Re: [PERFORM] Proposal of tunable fix for scalability of 8.4
On 3/12/09 10:09 AM, Gregory Stark st...@enterprisedb.com wrote: Ram-resident use cases are entirely valid and worth testing, but in those use cases you would want to have about as many processes as you have processes. Within a factor of two or so, yes. However, where in his results does it show that there are 1000 active postgres connections? What if the test script is the most valid type: emulating application compute and sleep time between requests? What it is showing is “Users”. We don’t know the relationship between those and active postgres connections. Your contention is ONLY valid for active postgres processes. Yes, the test could be invalid if it is artificially making all users bang up on the same locks by for example, having them all access the same rows. However, if this was what explains the results around the user count being about equal to CPU threads, then the throughput would have stopped growing around where the user count got near the CPU threads, not after a couple thousand. The ‘fingerprint’ of this load test — linear scaling up to a point, then a peak and dropoff — is one of a test with paced users not one with artificial locking affecting results at low user counts. More data would help, but artificial lock contention with low user count would have shown up at low user count, not after 1000 users. There are some difficult to manipulate ways to fake this out (which is why CPU% and context switch rate data would help). This is most likely a ‘paced user’ profile. The use case where having larger number of connections than processors makes sense is when they're blocked on disk i/o (or network i/o or whatever else other than cpu). Um, or are idle in a connection pool for 100ms. There is no such thing as a perfectly sized connection pool. And there is nothing wrong with some idle connections. And as always the question would be whether the code designed for this misconfigured setup is worth the maintenance effort if it's not helping properly configured setups. Now you are just assuming its misconfigured. I’d wager quite a bit it helps properly configured setups too so long as they have lots of hardware threads.

+ + +

→ **Task a**: Translate this sentence from the post on PostgreSQL scalability into Spanish: "There is no such thing as a perfectly sized connection pool."

→ **Given records**:
+ + +

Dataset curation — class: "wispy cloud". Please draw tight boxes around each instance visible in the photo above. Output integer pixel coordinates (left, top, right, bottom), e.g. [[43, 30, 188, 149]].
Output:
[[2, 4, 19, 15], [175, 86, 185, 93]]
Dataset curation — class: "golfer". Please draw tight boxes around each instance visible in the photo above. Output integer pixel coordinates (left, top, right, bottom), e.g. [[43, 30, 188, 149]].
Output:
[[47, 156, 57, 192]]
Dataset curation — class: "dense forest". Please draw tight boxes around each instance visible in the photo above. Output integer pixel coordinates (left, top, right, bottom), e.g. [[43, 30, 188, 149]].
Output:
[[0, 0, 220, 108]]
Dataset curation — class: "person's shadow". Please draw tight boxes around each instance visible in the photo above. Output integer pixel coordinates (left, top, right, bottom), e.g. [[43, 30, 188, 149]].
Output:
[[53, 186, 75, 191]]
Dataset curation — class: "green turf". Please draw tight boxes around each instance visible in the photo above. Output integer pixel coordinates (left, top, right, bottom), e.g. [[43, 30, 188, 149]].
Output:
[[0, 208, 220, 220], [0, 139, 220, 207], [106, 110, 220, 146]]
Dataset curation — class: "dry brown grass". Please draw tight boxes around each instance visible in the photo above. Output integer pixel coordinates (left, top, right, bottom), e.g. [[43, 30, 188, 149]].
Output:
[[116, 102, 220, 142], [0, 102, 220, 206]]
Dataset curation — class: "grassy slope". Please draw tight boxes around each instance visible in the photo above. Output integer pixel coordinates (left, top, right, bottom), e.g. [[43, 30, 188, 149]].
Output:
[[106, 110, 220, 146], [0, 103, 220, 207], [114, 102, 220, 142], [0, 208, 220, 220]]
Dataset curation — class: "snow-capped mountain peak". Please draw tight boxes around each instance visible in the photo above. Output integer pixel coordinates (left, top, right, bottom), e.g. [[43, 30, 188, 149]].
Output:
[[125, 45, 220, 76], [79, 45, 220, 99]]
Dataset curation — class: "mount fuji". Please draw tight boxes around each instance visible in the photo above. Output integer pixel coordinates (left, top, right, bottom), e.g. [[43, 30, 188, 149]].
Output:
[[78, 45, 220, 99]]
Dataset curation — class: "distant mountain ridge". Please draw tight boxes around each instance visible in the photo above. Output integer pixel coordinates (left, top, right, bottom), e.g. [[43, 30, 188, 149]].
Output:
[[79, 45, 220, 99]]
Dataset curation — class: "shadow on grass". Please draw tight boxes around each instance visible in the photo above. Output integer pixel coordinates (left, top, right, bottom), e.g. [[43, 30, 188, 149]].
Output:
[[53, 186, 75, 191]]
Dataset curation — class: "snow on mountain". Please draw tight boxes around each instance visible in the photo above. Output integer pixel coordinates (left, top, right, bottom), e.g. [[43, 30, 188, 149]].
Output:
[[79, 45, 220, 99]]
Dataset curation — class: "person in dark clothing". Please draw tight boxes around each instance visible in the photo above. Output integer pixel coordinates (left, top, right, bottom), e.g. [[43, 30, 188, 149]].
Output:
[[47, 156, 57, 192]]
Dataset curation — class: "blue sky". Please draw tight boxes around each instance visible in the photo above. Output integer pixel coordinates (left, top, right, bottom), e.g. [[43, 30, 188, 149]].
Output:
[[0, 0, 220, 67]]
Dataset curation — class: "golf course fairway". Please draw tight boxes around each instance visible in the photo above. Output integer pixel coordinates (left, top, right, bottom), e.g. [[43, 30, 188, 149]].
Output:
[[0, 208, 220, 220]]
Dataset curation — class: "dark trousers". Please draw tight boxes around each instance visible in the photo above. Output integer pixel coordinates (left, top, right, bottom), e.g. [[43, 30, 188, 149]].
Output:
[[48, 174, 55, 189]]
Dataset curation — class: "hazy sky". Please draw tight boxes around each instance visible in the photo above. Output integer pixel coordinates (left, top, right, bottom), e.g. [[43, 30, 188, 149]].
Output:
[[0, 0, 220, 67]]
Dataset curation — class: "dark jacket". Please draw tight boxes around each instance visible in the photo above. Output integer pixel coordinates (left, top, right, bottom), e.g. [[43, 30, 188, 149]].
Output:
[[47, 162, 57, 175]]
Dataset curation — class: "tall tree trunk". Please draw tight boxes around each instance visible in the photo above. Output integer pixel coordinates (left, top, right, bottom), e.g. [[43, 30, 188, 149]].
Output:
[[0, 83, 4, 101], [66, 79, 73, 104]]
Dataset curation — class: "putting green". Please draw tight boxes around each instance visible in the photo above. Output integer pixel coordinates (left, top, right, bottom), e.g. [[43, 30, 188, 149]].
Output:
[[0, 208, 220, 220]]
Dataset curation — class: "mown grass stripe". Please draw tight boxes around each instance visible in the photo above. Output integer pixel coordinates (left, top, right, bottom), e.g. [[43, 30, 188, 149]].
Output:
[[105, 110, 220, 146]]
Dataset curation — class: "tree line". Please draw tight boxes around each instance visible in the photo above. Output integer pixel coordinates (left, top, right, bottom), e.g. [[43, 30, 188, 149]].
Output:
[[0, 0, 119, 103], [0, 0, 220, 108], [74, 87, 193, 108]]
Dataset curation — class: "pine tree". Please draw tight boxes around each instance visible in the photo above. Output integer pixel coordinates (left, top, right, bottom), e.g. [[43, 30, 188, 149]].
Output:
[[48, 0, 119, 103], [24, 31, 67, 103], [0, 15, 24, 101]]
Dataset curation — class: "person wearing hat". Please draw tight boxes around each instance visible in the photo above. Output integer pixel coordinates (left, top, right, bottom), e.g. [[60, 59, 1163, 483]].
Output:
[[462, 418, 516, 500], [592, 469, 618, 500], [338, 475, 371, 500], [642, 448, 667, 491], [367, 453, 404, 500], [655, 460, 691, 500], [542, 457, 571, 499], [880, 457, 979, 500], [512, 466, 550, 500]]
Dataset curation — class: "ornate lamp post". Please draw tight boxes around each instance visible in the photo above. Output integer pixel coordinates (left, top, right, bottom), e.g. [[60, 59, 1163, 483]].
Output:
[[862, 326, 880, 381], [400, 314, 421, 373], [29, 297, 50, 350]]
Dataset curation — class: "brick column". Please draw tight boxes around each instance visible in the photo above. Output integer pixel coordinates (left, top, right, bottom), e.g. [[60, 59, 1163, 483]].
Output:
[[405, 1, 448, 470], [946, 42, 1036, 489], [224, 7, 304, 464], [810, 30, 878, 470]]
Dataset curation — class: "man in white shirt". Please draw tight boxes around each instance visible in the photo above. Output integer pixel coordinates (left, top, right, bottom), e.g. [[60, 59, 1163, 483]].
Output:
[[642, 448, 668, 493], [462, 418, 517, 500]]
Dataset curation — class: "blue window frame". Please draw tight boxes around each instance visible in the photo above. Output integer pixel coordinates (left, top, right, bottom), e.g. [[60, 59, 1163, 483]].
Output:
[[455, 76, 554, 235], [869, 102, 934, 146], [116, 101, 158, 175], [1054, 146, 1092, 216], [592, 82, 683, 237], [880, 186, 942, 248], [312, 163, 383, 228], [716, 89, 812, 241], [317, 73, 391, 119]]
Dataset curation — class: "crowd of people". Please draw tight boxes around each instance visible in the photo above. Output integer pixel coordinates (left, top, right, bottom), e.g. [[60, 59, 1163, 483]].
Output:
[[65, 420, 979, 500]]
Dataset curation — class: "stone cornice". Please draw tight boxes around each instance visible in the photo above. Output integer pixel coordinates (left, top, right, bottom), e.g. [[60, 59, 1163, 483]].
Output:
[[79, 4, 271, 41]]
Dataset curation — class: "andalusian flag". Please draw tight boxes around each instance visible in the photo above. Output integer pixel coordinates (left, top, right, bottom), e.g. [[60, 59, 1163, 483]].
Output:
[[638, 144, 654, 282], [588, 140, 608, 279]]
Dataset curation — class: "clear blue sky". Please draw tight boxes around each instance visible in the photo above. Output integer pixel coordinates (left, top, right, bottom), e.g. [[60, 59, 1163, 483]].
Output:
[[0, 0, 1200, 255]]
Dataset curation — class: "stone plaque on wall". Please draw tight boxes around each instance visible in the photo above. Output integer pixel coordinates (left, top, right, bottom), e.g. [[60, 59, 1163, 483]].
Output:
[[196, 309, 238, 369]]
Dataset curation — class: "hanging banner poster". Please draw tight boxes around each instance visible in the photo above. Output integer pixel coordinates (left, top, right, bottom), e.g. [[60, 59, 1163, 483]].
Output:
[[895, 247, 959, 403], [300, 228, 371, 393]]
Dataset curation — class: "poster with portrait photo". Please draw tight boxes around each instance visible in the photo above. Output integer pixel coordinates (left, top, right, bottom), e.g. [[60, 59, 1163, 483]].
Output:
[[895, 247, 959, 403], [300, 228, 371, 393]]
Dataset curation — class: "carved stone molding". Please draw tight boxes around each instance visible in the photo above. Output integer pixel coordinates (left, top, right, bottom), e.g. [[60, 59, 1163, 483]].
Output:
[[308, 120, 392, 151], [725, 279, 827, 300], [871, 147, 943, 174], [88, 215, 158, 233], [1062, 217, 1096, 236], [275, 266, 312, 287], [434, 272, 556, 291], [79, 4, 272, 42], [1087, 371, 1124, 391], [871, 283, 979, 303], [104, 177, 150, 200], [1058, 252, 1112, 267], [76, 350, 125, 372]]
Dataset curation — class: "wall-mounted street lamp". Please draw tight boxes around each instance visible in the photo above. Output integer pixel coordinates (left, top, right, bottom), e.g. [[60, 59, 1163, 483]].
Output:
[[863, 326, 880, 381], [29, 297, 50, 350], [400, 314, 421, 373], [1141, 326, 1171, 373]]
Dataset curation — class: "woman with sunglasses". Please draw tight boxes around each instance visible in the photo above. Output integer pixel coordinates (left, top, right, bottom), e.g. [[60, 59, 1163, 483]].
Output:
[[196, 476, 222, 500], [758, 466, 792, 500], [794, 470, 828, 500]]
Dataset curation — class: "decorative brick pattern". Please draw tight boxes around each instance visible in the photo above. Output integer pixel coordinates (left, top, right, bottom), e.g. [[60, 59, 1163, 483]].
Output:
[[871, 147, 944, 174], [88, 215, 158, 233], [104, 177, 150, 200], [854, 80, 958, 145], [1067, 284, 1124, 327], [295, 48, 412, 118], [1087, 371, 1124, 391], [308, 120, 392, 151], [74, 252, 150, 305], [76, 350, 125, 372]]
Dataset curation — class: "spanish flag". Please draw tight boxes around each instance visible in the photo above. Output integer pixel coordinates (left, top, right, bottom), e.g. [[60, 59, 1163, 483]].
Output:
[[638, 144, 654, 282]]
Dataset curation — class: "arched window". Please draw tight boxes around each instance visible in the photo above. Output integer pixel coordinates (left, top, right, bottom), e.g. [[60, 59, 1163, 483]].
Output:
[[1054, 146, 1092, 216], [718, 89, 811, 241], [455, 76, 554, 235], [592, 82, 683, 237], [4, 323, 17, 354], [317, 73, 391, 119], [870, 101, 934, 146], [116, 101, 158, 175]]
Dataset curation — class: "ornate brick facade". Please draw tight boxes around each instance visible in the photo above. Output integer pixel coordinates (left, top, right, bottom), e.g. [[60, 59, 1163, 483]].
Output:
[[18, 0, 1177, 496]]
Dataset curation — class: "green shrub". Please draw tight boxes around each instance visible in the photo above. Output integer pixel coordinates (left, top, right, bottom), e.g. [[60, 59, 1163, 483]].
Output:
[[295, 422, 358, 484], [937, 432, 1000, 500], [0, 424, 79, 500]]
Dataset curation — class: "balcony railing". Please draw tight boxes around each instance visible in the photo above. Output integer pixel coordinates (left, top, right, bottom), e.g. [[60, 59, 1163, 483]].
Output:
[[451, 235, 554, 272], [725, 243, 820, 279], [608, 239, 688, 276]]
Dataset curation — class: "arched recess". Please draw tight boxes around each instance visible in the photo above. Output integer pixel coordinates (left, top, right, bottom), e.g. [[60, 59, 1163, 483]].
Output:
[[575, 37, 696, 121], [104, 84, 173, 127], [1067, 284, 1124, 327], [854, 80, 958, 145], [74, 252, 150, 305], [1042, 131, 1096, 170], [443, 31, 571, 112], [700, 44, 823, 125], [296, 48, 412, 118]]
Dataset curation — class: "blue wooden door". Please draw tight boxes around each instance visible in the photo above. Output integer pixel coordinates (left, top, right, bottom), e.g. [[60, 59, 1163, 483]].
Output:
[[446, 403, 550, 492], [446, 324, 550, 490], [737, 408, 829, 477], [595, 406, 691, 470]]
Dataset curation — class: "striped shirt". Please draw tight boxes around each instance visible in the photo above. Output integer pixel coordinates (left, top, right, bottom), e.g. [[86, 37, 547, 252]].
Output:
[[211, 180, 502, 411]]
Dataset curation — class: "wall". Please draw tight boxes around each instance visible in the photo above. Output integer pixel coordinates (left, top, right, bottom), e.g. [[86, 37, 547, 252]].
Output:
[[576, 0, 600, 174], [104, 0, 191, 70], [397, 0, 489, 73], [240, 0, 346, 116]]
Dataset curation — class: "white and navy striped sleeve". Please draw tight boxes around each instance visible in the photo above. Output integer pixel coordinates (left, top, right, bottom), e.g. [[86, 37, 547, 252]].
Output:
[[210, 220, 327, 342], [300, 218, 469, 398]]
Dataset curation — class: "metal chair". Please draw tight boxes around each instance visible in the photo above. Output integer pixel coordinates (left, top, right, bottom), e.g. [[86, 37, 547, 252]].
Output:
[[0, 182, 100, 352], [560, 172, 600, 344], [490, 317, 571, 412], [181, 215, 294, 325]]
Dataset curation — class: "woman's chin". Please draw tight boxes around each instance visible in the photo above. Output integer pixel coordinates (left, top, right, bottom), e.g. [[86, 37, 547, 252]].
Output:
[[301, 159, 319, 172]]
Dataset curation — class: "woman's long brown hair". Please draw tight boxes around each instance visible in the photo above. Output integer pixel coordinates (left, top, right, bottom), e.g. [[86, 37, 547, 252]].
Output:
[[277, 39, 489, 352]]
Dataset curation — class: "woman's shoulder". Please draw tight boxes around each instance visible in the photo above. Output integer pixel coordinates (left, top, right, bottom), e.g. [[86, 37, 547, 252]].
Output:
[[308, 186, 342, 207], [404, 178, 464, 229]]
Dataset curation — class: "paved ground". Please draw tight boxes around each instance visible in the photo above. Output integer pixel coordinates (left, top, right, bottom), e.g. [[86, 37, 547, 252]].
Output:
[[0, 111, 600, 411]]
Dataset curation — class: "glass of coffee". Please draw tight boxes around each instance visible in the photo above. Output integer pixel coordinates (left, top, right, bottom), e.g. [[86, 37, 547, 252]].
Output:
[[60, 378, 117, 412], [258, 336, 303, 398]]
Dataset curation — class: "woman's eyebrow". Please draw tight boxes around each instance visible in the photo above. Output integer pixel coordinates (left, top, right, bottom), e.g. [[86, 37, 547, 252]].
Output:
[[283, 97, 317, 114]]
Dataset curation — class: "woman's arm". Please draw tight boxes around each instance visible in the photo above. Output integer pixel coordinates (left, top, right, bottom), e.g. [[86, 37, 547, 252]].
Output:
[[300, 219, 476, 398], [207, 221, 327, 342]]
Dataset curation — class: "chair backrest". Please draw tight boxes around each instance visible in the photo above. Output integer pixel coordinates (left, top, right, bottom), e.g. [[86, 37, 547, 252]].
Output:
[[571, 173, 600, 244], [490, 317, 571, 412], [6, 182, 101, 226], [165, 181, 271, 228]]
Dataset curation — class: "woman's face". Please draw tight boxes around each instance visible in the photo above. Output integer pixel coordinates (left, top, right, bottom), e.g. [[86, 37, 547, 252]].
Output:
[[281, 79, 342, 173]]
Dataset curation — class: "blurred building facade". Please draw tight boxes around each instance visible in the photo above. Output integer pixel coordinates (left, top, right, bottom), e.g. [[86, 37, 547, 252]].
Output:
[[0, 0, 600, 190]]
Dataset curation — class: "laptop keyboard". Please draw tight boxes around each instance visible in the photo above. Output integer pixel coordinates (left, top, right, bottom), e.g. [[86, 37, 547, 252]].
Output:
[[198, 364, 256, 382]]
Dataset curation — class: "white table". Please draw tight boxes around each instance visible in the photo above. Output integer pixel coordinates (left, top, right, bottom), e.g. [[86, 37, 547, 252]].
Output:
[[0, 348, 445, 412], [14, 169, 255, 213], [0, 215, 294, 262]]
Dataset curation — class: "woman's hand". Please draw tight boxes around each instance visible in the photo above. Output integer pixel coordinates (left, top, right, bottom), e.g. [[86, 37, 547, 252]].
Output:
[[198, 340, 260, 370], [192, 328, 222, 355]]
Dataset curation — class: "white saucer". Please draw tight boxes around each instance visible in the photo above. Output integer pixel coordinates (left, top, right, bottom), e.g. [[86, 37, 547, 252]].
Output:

+ + +

→ **Task b**: Copy the records verbatim, starting at their first line and ending at the line containing "[[2, 4, 19, 15], [175, 86, 185, 93]]".

→ **Task output a**: No existe un pool de conexiones de tamaño perfecto.

→ **Task output b**:
Dataset curation — class: "wispy cloud". Please draw tight boxes around each instance visible in the photo above. Output integer pixel coordinates (left, top, right, bottom), e.g. [[43, 30, 188, 149]].
Output:
[[2, 4, 19, 15], [175, 86, 185, 93]]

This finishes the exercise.